• _Provided information_:

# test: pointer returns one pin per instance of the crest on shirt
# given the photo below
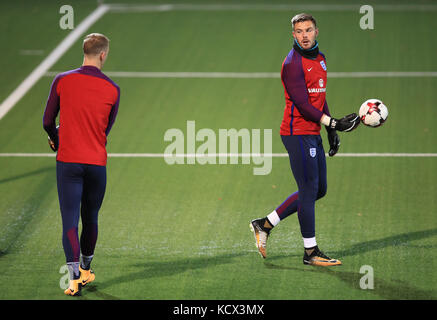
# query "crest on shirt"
(312, 152)
(321, 83)
(322, 63)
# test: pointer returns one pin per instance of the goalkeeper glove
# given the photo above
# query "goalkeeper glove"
(334, 141)
(347, 123)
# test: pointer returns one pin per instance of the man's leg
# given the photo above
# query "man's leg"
(70, 186)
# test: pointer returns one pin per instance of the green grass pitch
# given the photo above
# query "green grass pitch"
(182, 231)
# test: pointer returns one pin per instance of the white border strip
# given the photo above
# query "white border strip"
(242, 155)
(123, 8)
(50, 60)
(253, 75)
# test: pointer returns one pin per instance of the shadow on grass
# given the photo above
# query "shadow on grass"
(29, 206)
(28, 174)
(161, 269)
(392, 290)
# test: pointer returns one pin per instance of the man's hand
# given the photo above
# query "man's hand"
(334, 141)
(347, 123)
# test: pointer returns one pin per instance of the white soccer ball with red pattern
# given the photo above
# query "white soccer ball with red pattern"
(373, 113)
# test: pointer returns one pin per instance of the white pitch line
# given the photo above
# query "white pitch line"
(254, 75)
(242, 155)
(50, 60)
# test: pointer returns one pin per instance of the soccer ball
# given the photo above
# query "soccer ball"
(373, 113)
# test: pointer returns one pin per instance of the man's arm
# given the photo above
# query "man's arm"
(113, 114)
(294, 82)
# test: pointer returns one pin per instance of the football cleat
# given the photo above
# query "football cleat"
(75, 287)
(318, 258)
(261, 230)
(86, 276)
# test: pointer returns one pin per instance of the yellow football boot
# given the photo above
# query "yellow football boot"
(318, 258)
(86, 276)
(75, 287)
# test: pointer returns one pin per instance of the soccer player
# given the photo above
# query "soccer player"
(304, 78)
(87, 103)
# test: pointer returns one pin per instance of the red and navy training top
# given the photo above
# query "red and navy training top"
(87, 101)
(304, 82)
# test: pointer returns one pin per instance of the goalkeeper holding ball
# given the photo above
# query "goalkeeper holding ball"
(304, 78)
(87, 101)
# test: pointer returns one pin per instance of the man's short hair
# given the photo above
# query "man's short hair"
(95, 43)
(301, 17)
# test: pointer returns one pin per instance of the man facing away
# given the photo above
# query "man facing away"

• _What is expected_: Write out the rows word for word, starting at the line that contains "# test: pointer returns one pin per instance of the shadow" and continuing down to the end of the rows, with both ends included.

• _Written response_:
# test: pointer returns one pin per instance of the shadow on grass
# given the photo above
# query "shadow on grass"
(29, 206)
(28, 174)
(161, 269)
(392, 290)
# test: pointer returns one pin per instance of the man's hand
# given the photo above
# query "man's hand"
(334, 141)
(347, 123)
# test: pointer returns one pin per instance of the white soccer ball with red pattern
# given the photo above
# query "white soccer ball with red pattern"
(373, 113)
# test: pointer returns one pin per instance of the white pitch line
# given the photo above
# query "white pitch line"
(254, 75)
(242, 155)
(50, 60)
# test: pointer returns one pin per instance of the soccer ball
# given the photo above
# query "soccer ball"
(373, 113)
# test: pointer returns one pin per instance of the man's arm
# given the photo above
# query "man's arm"
(113, 114)
(294, 82)
# test: pointer returns one pin per instance of the football cleat
# given the photo above
# query "football cleat"
(75, 287)
(318, 258)
(261, 230)
(86, 276)
# test: pointer returns one pin per instance of the yellow football boot
# given the photo above
# query "yellow football boot"
(318, 258)
(86, 276)
(75, 287)
# test: pointer returns one pin per instance of the soccer player
# given the photo above
# query "soccer player"
(304, 78)
(87, 103)
# test: pointer returns one pin per instance of the red and navy training top
# given the photo above
# query "red and navy training top"
(87, 101)
(304, 82)
# test: pointer returns one pin per instance of the goalkeeper holding ball
# given the photo above
# query "goalkeeper holding ball"
(304, 78)
(87, 101)
# test: pointer returns one pin per instance of the man's short hair
# given the photo above
# query "man's short hair"
(95, 43)
(301, 17)
# test: pointer returns one pin per instance of the man facing away
# given the photo above
# query "man facing away"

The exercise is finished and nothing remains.